### [Required work]
Determine which lines of the records include the word "woman", and copy them.

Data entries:
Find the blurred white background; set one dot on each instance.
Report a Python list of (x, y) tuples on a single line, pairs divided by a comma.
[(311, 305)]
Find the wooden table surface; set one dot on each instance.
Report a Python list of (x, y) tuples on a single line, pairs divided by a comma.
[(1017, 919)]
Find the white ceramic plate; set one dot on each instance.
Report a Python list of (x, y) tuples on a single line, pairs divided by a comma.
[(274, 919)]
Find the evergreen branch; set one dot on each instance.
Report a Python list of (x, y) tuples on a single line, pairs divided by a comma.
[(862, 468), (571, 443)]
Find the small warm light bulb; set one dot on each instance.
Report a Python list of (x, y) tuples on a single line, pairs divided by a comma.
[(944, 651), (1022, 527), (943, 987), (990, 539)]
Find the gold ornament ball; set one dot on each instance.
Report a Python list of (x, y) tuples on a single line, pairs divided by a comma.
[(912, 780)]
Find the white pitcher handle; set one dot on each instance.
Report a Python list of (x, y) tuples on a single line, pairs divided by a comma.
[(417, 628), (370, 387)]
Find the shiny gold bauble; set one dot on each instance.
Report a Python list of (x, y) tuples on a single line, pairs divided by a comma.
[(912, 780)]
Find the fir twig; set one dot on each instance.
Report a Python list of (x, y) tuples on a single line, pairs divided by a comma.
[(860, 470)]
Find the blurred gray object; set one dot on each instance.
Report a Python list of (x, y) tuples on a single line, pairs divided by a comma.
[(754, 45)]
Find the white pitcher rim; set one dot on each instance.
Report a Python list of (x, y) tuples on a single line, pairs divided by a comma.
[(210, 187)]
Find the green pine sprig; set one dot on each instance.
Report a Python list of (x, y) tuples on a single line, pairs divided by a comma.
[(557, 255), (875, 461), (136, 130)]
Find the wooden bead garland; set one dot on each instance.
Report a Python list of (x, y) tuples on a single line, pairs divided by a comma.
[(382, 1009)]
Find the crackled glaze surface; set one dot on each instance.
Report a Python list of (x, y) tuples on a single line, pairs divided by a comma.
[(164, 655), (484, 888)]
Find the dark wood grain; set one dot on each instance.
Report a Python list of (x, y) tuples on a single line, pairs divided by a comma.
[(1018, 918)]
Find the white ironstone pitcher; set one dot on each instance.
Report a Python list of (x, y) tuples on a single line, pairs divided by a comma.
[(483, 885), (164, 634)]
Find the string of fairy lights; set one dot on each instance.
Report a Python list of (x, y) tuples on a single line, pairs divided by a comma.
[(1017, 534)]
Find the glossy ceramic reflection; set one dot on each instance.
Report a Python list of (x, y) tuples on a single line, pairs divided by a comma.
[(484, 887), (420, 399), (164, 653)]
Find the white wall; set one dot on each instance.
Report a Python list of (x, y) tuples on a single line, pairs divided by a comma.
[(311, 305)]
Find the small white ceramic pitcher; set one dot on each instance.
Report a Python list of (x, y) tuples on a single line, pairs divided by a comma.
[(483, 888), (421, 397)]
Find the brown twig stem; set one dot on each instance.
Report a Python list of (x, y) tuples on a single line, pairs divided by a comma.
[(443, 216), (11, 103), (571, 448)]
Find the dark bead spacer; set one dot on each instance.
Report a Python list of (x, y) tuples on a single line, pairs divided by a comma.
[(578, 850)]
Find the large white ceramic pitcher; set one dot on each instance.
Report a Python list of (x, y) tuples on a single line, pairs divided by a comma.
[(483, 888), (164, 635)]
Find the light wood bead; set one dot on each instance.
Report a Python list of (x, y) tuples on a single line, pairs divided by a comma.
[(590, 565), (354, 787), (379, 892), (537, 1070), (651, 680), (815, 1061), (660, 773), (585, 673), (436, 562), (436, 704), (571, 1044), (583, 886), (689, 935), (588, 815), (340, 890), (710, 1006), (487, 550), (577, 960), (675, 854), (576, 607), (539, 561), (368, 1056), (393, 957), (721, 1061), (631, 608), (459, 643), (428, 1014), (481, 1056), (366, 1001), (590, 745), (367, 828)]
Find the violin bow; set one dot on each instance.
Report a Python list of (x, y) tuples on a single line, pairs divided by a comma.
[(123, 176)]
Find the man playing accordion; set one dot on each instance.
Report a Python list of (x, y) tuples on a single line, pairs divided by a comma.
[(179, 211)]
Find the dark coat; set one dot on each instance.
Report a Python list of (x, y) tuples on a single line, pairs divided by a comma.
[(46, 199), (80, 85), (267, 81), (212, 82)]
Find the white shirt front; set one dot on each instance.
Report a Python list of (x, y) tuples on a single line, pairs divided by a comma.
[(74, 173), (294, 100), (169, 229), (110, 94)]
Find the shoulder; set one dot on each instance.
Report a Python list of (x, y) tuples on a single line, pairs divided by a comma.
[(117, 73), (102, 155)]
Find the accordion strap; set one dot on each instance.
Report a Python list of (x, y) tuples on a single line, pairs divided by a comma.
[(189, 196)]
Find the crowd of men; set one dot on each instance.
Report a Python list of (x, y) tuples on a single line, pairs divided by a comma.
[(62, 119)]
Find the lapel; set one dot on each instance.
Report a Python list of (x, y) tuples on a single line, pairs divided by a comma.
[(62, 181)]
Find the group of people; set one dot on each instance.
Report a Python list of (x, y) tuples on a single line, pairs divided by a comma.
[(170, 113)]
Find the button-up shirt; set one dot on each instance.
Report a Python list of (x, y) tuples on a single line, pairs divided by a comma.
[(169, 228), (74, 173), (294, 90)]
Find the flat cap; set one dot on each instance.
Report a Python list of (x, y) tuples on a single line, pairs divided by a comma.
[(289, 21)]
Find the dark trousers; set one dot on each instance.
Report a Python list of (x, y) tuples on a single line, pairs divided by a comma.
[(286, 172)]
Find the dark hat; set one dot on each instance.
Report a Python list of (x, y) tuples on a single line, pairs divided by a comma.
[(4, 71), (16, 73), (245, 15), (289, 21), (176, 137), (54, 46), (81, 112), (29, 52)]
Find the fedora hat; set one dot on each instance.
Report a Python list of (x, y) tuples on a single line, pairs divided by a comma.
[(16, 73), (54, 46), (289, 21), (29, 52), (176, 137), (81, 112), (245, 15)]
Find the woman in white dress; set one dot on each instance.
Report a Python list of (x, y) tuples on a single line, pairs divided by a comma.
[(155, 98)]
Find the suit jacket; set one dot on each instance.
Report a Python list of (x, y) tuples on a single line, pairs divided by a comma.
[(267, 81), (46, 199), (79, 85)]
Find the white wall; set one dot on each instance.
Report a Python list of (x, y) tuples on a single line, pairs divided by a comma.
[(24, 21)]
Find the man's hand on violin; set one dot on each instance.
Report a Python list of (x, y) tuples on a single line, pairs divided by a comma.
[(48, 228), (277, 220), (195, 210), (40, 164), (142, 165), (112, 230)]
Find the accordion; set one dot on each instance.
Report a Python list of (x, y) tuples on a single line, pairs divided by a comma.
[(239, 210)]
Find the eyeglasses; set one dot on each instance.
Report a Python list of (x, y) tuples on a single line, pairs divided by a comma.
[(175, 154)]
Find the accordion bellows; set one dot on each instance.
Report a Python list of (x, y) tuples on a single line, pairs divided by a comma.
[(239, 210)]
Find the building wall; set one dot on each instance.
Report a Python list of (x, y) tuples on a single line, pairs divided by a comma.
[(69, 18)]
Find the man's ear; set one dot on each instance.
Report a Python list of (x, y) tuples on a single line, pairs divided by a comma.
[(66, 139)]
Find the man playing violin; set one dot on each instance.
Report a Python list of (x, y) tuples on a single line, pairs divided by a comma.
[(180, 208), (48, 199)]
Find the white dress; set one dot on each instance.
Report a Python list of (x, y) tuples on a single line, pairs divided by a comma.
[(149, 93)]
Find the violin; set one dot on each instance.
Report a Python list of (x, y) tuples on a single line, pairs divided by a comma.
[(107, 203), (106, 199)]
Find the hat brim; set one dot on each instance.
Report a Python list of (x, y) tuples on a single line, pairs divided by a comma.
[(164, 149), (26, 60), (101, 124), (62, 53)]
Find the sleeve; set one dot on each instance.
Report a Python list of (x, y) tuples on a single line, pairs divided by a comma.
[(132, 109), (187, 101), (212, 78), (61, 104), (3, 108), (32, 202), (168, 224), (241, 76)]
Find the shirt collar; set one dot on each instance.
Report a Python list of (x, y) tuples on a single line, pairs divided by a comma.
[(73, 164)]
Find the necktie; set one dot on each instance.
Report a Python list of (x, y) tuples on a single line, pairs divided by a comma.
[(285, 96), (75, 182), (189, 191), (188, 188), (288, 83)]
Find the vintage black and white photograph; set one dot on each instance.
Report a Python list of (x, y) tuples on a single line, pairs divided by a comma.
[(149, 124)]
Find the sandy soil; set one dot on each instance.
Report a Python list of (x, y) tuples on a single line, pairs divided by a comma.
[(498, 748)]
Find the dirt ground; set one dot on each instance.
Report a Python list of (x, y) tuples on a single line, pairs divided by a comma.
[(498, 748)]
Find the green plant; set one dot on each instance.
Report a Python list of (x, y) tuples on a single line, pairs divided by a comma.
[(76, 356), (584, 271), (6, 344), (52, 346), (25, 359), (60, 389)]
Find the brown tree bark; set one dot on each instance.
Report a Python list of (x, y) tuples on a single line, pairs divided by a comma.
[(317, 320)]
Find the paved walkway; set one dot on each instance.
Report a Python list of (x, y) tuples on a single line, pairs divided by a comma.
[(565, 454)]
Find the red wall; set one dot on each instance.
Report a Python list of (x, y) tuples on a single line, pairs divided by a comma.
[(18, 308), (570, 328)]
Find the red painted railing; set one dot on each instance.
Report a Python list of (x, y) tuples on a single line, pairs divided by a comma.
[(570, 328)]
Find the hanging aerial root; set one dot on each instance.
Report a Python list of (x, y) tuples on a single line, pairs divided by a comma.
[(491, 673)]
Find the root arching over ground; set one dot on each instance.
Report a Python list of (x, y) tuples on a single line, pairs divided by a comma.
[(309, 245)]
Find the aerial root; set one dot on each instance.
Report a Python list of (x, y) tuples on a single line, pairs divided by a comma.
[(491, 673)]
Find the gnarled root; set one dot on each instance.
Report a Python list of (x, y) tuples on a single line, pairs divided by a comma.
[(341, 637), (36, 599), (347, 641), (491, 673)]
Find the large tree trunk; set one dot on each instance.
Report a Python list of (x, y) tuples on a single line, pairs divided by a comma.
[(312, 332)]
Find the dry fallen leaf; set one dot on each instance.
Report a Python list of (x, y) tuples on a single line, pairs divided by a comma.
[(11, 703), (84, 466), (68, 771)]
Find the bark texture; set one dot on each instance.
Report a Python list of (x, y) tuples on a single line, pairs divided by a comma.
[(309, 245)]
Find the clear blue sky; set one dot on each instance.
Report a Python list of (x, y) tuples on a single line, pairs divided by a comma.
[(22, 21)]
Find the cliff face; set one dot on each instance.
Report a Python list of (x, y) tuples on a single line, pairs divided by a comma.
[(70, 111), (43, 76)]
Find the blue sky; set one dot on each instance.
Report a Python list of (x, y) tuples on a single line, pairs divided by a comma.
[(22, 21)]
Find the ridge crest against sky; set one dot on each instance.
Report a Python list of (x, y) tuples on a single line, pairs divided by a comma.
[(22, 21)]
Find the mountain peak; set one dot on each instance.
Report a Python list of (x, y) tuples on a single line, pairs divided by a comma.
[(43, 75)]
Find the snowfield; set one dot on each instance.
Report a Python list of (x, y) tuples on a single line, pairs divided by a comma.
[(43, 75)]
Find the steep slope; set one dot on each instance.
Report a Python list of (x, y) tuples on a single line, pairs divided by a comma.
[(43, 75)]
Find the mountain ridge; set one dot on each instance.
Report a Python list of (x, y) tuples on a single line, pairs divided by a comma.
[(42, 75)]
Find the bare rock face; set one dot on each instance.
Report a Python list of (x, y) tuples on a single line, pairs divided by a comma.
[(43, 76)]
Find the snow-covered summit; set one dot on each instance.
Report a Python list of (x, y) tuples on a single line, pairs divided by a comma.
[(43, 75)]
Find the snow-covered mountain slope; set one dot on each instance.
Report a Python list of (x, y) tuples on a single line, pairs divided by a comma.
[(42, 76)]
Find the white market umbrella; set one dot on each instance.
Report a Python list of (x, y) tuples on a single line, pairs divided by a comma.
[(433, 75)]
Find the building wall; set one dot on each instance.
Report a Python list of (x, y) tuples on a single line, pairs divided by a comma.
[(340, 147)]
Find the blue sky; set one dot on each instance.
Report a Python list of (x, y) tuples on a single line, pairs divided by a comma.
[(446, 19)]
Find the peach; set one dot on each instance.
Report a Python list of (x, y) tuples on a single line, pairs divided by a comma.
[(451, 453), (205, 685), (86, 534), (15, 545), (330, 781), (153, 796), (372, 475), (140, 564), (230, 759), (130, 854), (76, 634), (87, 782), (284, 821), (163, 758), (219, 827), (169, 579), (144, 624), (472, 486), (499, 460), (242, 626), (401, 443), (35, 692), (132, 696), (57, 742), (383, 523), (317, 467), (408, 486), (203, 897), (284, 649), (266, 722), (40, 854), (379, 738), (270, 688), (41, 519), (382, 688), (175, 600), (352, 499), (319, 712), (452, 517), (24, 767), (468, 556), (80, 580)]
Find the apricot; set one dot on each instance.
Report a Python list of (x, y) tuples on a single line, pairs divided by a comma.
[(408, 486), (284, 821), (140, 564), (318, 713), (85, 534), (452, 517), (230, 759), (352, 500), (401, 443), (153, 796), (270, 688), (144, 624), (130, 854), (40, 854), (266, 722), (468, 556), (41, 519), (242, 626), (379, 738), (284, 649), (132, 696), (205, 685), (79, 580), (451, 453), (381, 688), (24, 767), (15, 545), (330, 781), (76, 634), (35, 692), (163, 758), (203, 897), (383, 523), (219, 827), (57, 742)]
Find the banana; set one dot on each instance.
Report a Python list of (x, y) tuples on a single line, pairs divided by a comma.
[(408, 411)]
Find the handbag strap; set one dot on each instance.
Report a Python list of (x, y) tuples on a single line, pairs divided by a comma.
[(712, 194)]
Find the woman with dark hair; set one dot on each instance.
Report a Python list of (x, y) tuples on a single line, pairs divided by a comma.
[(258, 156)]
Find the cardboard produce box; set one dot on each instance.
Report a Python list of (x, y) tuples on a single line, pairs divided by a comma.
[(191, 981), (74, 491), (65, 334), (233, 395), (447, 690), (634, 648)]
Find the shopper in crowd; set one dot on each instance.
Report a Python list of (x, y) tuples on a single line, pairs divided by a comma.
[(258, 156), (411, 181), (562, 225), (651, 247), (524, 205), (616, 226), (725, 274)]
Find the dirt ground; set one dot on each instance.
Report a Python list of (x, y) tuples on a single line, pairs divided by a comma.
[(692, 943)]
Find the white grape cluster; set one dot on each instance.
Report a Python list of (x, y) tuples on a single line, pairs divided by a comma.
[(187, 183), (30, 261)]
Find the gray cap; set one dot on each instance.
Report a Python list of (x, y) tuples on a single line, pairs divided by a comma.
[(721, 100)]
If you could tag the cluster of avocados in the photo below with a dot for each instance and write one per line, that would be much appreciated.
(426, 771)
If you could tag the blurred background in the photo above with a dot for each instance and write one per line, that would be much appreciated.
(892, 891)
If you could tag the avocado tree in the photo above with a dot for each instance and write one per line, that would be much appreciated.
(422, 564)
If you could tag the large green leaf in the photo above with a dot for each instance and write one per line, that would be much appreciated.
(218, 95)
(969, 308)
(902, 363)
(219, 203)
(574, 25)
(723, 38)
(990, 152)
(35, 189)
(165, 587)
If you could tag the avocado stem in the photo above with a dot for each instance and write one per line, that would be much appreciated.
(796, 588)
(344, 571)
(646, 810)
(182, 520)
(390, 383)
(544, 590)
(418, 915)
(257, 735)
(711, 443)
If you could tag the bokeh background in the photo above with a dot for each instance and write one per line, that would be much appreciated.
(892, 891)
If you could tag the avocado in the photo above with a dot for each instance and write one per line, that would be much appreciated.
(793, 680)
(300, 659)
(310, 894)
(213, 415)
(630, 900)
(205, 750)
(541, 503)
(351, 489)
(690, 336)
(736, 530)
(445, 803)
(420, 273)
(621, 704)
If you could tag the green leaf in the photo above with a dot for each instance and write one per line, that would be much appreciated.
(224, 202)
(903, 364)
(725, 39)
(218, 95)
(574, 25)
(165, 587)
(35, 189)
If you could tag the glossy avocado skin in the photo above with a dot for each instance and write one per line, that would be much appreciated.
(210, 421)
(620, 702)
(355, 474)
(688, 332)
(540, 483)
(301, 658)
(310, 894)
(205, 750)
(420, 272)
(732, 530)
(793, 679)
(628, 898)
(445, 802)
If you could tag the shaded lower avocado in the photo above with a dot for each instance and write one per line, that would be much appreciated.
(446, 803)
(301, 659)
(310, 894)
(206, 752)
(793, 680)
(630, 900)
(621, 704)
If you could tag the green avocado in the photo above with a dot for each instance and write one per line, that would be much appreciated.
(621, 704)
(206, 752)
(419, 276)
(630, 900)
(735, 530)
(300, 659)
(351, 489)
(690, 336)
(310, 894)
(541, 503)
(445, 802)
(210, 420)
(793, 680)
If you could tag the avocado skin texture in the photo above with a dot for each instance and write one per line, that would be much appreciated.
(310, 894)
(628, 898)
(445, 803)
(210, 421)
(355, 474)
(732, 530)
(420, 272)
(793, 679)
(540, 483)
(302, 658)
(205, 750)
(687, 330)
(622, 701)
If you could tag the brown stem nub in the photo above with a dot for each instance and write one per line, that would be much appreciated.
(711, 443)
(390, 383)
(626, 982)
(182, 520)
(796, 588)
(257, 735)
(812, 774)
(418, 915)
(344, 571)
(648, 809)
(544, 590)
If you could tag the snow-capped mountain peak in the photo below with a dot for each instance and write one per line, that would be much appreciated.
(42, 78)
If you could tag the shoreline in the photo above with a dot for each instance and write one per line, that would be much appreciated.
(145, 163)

### [Output for this exercise]
Find the woman in white dress; set one dot on each instance.
Find the woman with dark hair; set one dot on each instance.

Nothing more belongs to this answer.